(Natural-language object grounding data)
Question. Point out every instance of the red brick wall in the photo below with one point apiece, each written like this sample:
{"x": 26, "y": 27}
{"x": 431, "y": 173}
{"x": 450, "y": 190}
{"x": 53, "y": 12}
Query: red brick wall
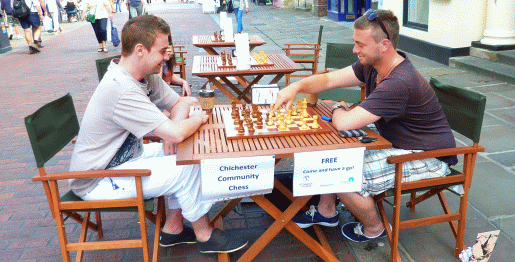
{"x": 319, "y": 8}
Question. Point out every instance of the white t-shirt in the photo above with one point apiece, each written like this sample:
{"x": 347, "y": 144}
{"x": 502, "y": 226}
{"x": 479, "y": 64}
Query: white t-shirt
{"x": 32, "y": 4}
{"x": 101, "y": 11}
{"x": 119, "y": 106}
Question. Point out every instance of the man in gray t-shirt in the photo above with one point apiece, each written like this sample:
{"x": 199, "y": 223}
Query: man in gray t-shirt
{"x": 129, "y": 103}
{"x": 403, "y": 107}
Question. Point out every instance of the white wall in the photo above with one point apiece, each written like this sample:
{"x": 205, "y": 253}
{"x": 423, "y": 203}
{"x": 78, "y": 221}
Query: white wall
{"x": 452, "y": 23}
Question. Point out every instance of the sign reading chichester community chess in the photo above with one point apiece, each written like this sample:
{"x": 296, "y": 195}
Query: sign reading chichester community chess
{"x": 254, "y": 121}
{"x": 229, "y": 178}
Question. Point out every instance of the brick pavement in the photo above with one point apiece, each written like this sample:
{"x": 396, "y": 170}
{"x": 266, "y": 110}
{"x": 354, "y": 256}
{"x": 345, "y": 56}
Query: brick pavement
{"x": 66, "y": 64}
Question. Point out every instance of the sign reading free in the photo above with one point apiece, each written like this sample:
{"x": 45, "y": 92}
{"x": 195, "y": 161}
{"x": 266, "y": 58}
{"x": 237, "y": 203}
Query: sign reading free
{"x": 330, "y": 171}
{"x": 229, "y": 178}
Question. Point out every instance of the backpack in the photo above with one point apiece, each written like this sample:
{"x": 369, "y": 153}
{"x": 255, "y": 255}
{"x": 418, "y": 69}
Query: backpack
{"x": 20, "y": 9}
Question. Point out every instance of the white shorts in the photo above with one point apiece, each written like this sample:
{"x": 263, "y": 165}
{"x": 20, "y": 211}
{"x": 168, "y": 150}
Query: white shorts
{"x": 180, "y": 183}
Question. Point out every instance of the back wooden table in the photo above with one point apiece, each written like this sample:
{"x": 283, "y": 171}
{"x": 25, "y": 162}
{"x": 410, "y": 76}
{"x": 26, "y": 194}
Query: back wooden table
{"x": 207, "y": 66}
{"x": 210, "y": 142}
{"x": 206, "y": 42}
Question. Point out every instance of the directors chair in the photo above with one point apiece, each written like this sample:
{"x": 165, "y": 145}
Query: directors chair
{"x": 50, "y": 129}
{"x": 464, "y": 110}
{"x": 304, "y": 53}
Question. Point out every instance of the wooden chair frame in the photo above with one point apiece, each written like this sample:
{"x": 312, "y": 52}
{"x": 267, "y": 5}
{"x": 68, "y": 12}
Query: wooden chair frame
{"x": 304, "y": 53}
{"x": 48, "y": 140}
{"x": 180, "y": 67}
{"x": 432, "y": 187}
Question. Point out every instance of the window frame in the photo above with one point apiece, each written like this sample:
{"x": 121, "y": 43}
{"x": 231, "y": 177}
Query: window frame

TRY IT: Report, for the data above, every line in which the string "window" appears.

OUTPUT FOR THIS TASK:
Question. Point out every instance of the window frame in the photo above with one point apiece, each written like this sample:
Query: window frame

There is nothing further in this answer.